== Your instructions ==
Filter these entries down to the lines that hold the word "hazy", and show each of them.

== The data ==
——

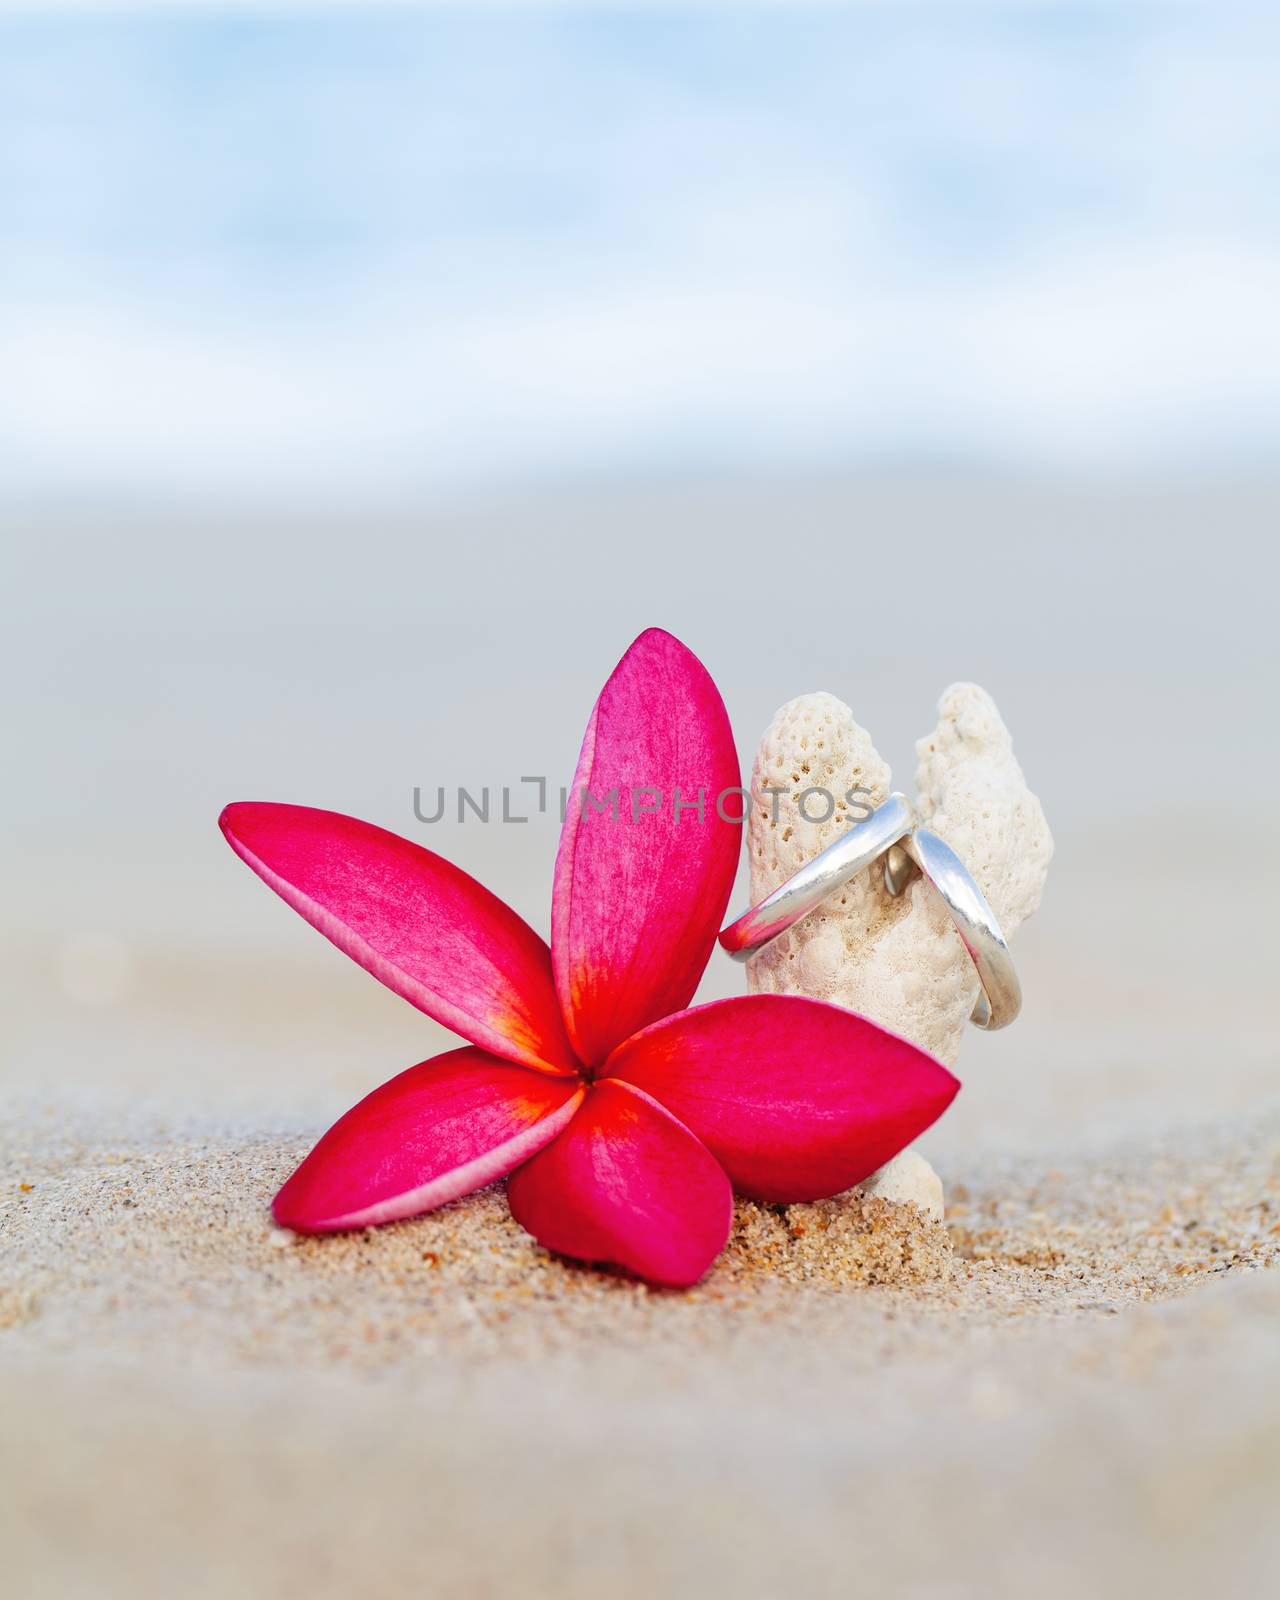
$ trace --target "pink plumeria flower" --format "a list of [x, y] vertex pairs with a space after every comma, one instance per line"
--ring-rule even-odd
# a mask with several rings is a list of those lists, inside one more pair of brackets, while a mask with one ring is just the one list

——

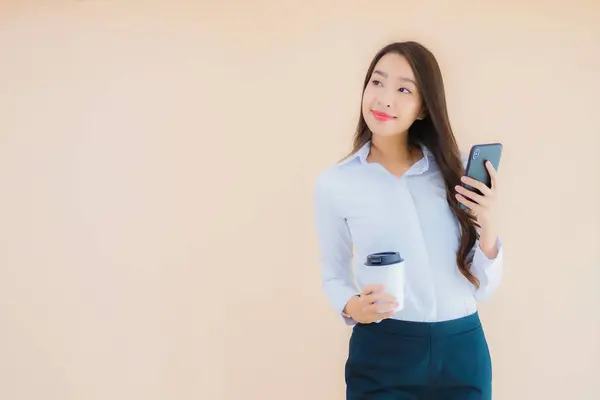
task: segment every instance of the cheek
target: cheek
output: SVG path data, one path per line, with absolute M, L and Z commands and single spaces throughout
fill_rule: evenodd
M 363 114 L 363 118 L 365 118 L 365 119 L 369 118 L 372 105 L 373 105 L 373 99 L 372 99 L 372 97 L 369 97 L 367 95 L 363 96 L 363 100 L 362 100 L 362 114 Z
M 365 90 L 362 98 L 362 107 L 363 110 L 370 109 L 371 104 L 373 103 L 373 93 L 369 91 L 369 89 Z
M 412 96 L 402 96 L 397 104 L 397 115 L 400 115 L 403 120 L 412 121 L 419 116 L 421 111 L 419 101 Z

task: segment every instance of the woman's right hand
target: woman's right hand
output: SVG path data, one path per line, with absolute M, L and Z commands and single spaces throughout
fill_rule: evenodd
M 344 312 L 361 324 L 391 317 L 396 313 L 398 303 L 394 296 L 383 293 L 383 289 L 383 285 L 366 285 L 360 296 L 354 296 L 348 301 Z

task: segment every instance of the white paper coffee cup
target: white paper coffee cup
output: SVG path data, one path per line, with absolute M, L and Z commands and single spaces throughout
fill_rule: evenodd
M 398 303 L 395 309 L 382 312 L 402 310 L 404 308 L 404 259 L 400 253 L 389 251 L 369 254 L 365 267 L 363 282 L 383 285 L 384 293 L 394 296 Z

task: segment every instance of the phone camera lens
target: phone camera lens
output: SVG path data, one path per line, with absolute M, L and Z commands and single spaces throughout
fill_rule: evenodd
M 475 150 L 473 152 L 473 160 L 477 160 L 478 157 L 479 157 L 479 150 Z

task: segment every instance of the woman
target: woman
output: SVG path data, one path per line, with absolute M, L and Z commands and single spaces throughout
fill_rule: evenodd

——

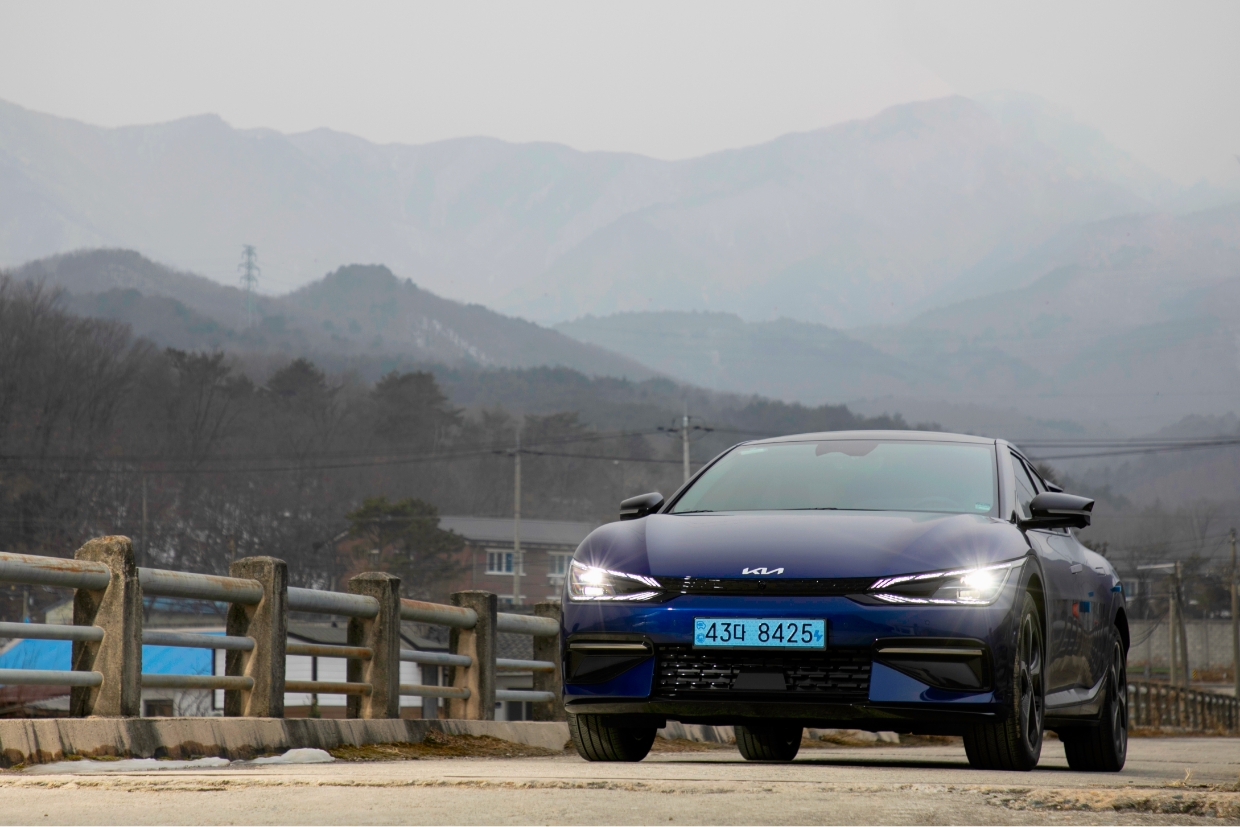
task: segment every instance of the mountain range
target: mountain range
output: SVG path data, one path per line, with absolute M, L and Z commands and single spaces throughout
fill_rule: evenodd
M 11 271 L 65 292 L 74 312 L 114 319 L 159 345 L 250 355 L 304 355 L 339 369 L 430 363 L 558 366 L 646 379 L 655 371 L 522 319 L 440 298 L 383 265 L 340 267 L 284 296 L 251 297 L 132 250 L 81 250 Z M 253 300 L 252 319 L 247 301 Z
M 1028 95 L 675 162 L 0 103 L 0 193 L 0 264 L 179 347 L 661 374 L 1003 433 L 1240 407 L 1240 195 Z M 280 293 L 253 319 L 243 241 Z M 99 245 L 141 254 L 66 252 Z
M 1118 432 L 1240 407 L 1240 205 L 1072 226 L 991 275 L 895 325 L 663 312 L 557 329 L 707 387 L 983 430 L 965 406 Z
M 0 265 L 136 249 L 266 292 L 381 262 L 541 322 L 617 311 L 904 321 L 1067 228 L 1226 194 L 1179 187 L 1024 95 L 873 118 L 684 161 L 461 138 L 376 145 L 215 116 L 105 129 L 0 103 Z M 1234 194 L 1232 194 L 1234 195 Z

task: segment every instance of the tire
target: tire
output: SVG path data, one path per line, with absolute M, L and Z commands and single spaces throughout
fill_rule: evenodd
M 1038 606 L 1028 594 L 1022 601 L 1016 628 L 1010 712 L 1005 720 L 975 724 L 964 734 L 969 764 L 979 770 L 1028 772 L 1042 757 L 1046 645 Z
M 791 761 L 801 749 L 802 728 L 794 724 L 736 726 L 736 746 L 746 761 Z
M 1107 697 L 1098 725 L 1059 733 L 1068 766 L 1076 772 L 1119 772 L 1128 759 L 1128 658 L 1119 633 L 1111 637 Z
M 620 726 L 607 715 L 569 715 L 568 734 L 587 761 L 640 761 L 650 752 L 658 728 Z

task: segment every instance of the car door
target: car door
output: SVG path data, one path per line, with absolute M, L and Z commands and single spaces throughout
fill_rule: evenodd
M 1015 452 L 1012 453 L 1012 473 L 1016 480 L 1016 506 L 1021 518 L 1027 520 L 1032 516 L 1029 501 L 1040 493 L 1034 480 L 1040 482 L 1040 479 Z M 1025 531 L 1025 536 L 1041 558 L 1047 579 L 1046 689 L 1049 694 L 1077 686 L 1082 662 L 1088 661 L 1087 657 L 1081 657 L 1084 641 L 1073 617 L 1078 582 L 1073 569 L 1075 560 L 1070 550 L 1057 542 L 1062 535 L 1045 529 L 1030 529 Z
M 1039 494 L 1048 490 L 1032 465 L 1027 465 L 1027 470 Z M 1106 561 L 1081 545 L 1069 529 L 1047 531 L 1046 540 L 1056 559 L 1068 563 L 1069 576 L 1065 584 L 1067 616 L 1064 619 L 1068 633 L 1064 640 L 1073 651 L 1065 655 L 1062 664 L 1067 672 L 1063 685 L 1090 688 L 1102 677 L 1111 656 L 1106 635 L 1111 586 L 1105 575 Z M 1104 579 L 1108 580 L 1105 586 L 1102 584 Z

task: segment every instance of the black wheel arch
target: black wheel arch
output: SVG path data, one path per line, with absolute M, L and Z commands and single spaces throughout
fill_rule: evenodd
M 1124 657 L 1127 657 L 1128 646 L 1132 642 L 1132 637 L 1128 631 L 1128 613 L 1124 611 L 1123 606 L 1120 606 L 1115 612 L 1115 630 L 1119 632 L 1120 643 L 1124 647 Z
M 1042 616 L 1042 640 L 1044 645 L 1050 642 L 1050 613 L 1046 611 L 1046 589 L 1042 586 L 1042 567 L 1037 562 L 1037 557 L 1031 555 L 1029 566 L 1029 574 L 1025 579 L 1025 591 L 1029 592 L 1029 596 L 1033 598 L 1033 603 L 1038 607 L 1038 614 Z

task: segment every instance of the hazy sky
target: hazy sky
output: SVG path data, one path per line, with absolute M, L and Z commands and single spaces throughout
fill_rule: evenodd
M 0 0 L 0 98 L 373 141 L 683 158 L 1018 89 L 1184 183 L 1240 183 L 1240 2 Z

——

== Answer space ==
task: segment every instance of the hazy sky
target: hazy sky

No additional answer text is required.